> **Source passage**:

-- -- --

Data Cleaning and Processing
2.2
Summary statistics were obtained from the aforementioned sources. All summary statistics were loaded into R v4.3.0 [67] and the variables needed for downstream analysis with LDSC and LCV were checked. In cases in which the sample size for each marker was not specified, we calculated the total sample size based on counts for cases and controls included in the summary statistics, where available, or, otherwise, based on a constant sample size from the documentation provided with the summary statistics or from the publication. The effect allele was identified based on the documentation or based on the publication, in cases in which no documentation had been provided. Otherwise, “A1” was assumed to be the effect allele based on convention. FinnGen summary statistics were filtered to exclude rows with markers without rsIDs. For iPSYCH summary statistics, marker IDs were converted to rsIDs using the HRC reference (ftp://ngs.sanger.ac.uk/production/hrc/HRC.r1‐1/HRC.r1‐1.GRCh37.wgs.mac5.sites.tab.gz) from the same genome build (hg19), based on chromosome and position, prior to downstream analysis. Next, all summary statistics datasets were processed with the LDSC [14, 68] v1.0.1 munge_sumstats.py script. Using the ‐‐merge‐alleles option, markers were retained if they were present in a list of high‐quality markers (https://data.broadinstitute.org/alkesgroup/LDSCORE/w_hm3.snplist.bz2), and markers with mismatched alleles as compared to this reference were removed.

-- -- --

> **Entries shown**:

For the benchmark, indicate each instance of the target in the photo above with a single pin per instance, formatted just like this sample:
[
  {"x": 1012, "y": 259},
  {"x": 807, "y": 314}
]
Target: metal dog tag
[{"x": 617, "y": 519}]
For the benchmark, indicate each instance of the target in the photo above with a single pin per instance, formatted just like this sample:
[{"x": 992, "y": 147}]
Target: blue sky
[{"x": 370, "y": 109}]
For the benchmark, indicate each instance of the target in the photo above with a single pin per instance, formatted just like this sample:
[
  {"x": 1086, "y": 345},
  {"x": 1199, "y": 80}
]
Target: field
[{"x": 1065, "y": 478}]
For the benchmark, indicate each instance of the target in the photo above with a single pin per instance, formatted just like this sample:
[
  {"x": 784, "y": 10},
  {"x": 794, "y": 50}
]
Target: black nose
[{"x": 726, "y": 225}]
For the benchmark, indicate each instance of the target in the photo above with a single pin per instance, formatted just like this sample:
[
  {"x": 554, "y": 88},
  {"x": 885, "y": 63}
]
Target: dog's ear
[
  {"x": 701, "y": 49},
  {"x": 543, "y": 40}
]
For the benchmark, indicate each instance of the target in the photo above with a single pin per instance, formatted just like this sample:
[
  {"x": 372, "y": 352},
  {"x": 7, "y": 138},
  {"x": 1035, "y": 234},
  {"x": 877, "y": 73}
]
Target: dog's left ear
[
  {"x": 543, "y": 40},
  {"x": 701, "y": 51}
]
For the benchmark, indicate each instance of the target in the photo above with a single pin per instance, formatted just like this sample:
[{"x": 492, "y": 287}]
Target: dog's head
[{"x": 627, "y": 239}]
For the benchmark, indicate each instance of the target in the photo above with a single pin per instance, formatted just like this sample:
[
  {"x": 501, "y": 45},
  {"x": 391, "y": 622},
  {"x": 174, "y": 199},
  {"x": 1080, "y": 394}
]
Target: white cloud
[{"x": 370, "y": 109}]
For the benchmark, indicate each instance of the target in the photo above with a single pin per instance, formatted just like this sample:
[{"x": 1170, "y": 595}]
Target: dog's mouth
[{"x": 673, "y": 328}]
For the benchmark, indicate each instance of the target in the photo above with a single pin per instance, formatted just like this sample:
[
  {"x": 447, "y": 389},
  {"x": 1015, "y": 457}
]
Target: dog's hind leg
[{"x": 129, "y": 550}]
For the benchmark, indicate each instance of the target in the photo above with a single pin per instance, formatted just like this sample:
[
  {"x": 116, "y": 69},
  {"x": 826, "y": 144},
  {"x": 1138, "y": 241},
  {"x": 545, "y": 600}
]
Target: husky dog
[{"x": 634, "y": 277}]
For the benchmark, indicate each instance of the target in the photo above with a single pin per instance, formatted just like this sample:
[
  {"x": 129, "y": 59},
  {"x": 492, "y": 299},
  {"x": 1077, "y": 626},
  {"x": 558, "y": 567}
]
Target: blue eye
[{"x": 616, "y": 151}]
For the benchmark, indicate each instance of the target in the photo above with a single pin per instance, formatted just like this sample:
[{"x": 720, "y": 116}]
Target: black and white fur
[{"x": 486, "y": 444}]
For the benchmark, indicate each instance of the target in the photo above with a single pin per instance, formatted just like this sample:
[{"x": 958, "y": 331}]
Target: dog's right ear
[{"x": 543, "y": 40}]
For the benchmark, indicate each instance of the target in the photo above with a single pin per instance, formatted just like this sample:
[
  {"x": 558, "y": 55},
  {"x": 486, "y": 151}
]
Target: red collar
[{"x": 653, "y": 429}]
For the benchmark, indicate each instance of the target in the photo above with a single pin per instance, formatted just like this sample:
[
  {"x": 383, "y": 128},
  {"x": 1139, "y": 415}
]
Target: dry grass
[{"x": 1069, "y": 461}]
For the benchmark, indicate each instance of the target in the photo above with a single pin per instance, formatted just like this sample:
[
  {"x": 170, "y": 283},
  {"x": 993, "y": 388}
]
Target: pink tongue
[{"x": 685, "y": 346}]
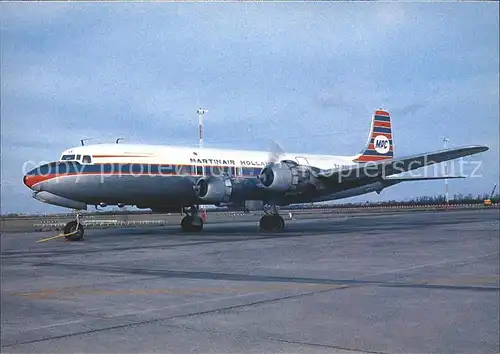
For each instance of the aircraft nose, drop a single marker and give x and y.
(34, 178)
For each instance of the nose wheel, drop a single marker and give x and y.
(192, 222)
(272, 222)
(74, 231)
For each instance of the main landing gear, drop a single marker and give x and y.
(73, 231)
(192, 222)
(272, 221)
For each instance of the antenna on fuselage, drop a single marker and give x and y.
(84, 140)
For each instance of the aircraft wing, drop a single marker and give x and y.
(394, 166)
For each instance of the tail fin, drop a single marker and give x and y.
(380, 145)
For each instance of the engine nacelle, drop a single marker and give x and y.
(285, 176)
(214, 190)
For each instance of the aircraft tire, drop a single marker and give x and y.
(71, 227)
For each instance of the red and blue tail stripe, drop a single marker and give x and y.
(380, 145)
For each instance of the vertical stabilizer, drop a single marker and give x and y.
(380, 144)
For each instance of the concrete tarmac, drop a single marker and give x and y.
(388, 283)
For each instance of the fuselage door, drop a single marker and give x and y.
(302, 160)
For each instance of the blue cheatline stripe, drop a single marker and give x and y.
(372, 140)
(375, 153)
(381, 130)
(383, 118)
(106, 168)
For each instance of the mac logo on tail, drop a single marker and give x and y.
(381, 144)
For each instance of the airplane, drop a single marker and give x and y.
(174, 178)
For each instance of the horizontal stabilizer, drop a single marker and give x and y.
(396, 166)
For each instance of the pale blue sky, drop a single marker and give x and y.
(307, 75)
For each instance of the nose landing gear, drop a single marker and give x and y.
(192, 222)
(272, 221)
(73, 230)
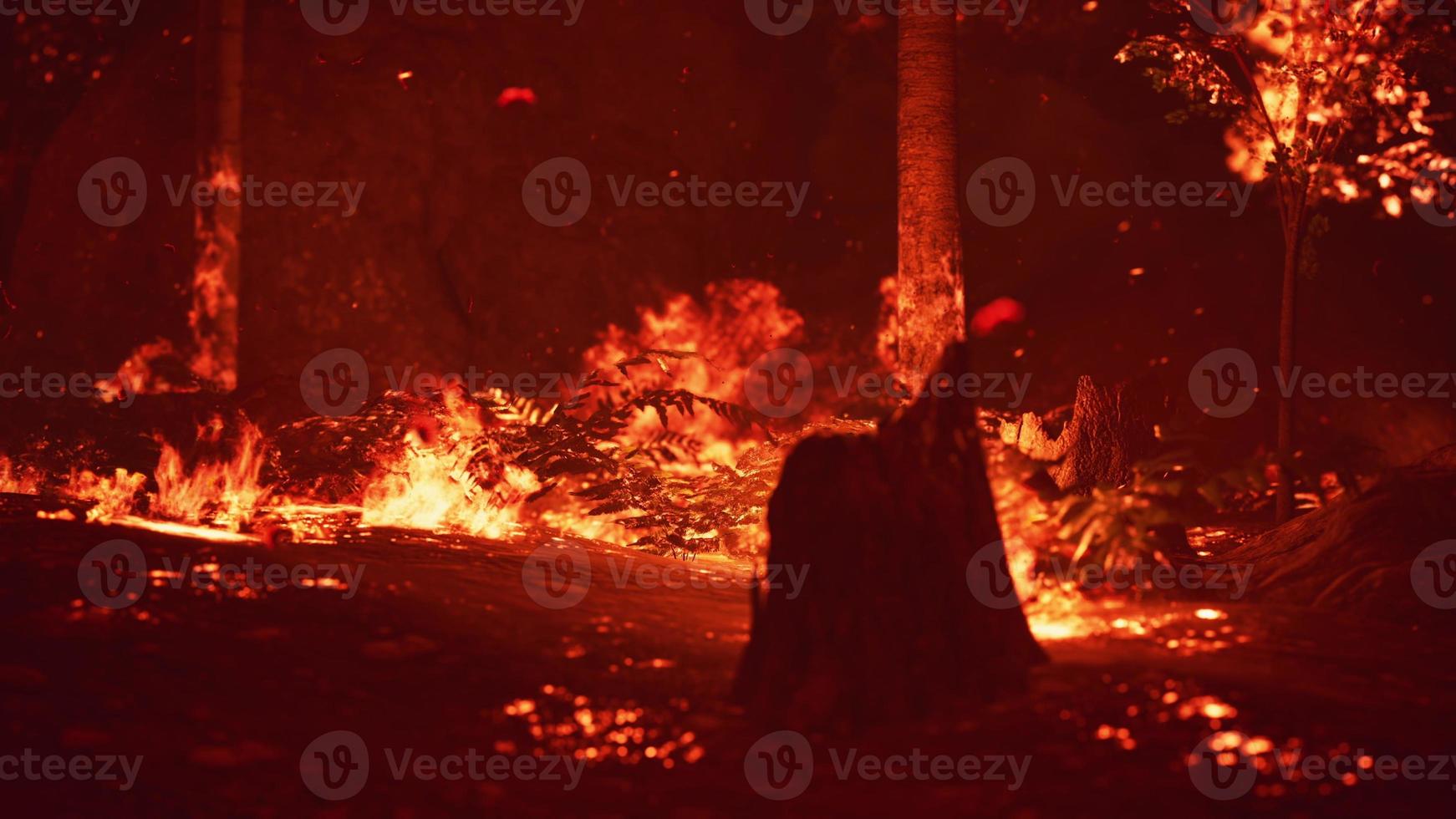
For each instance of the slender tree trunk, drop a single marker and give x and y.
(1293, 241)
(219, 229)
(932, 297)
(900, 524)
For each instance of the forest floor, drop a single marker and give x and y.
(440, 649)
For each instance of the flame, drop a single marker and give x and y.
(214, 303)
(17, 482)
(431, 487)
(740, 320)
(220, 492)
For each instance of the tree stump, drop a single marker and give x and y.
(1112, 428)
(884, 626)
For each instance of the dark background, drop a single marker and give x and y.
(445, 268)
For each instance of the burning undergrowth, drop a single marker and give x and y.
(653, 448)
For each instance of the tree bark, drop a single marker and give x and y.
(931, 310)
(1285, 445)
(1112, 428)
(217, 274)
(886, 628)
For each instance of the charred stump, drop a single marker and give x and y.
(884, 626)
(1110, 430)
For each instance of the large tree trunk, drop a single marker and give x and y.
(219, 230)
(932, 298)
(886, 626)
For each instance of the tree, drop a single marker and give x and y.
(886, 626)
(931, 310)
(1322, 104)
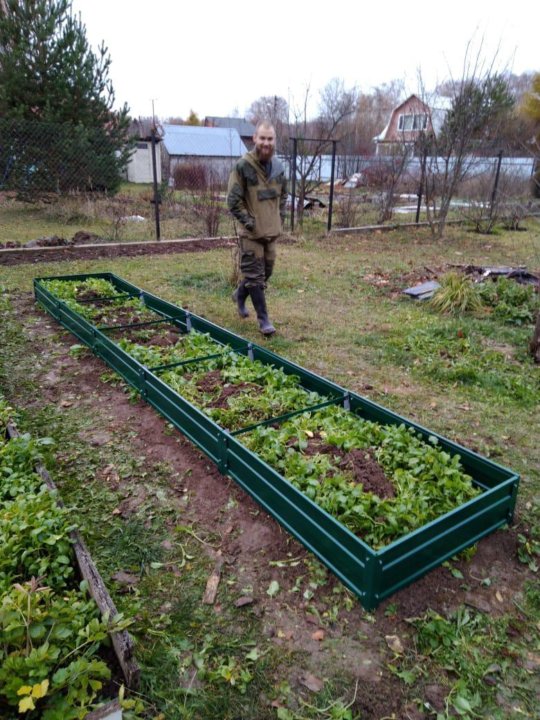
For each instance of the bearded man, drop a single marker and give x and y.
(256, 197)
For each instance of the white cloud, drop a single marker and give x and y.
(214, 56)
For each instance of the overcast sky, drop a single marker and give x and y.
(218, 56)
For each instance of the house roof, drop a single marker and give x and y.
(202, 141)
(245, 128)
(142, 129)
(437, 109)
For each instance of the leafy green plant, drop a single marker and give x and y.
(426, 480)
(457, 294)
(511, 302)
(51, 631)
(48, 654)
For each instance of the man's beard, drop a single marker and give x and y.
(263, 154)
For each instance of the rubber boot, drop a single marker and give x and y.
(259, 303)
(239, 296)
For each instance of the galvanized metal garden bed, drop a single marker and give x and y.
(372, 574)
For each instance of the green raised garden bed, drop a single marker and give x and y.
(379, 499)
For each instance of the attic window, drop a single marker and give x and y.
(412, 122)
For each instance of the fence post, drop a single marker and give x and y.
(421, 188)
(156, 199)
(495, 184)
(332, 174)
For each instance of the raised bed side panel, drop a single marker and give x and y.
(343, 553)
(409, 558)
(309, 380)
(191, 422)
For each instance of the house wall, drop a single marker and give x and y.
(413, 106)
(139, 169)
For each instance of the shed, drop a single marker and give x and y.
(245, 129)
(209, 147)
(140, 169)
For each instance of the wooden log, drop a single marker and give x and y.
(122, 641)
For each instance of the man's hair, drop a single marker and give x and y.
(266, 124)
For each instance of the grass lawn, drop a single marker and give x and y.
(303, 647)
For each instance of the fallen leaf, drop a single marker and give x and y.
(285, 634)
(311, 682)
(244, 600)
(394, 643)
(125, 578)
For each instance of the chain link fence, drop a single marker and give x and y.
(62, 183)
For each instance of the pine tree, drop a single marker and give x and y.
(57, 124)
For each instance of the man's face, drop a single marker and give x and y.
(265, 143)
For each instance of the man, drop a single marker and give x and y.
(256, 197)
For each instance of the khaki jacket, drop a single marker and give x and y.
(255, 201)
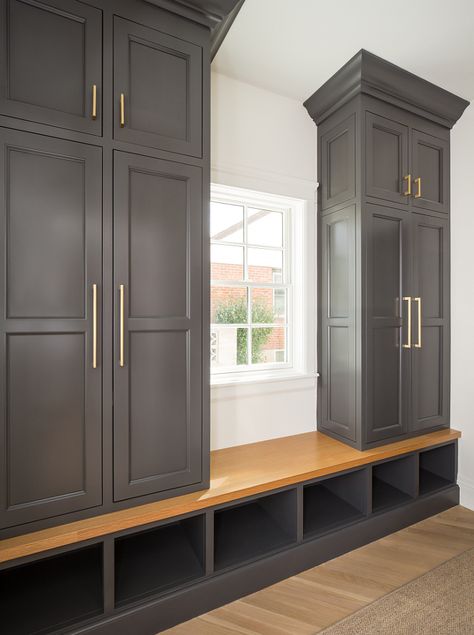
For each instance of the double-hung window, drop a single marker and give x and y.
(252, 286)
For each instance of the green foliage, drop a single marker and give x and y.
(235, 312)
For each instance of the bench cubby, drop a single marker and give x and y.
(254, 529)
(172, 562)
(437, 468)
(159, 560)
(52, 594)
(334, 502)
(393, 483)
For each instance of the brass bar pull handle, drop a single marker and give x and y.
(418, 191)
(418, 301)
(94, 102)
(408, 343)
(122, 110)
(407, 178)
(94, 326)
(121, 327)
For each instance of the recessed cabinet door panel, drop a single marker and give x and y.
(160, 79)
(337, 388)
(431, 333)
(51, 55)
(338, 164)
(387, 159)
(388, 363)
(431, 165)
(158, 376)
(51, 420)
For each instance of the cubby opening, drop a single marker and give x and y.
(334, 502)
(51, 594)
(437, 468)
(393, 483)
(159, 560)
(254, 529)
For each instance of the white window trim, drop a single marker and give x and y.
(299, 302)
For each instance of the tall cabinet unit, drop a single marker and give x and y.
(104, 188)
(383, 287)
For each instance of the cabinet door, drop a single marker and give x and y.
(160, 78)
(430, 158)
(158, 375)
(51, 54)
(49, 391)
(388, 368)
(430, 335)
(386, 159)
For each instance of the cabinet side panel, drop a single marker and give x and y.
(338, 255)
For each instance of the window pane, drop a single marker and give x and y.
(269, 345)
(227, 262)
(229, 305)
(264, 264)
(228, 347)
(265, 228)
(227, 222)
(268, 306)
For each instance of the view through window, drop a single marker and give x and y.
(250, 285)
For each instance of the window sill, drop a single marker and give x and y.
(242, 385)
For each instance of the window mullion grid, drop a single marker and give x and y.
(249, 292)
(250, 285)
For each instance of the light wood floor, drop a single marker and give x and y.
(311, 601)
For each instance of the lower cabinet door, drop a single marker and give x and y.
(50, 378)
(388, 279)
(158, 325)
(430, 353)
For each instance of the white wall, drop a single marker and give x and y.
(462, 298)
(265, 142)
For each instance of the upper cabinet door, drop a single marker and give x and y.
(387, 159)
(430, 157)
(50, 378)
(158, 309)
(157, 89)
(430, 406)
(51, 68)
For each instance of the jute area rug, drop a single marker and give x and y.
(441, 602)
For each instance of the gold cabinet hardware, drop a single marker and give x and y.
(408, 343)
(407, 178)
(121, 328)
(94, 101)
(94, 326)
(122, 110)
(418, 301)
(418, 190)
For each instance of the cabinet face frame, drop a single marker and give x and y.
(62, 328)
(90, 19)
(126, 33)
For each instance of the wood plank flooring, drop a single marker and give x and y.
(309, 602)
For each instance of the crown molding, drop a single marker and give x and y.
(369, 74)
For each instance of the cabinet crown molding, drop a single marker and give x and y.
(369, 74)
(209, 12)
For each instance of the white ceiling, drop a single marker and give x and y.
(291, 47)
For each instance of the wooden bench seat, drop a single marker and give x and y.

-- -- --

> **Your assignment**: In the data cleaning passage, how were the FinnGen summary statistics filtered?

> **Response to this exercise**: They were filtered to exclude rows with markers that lacked rsIDs.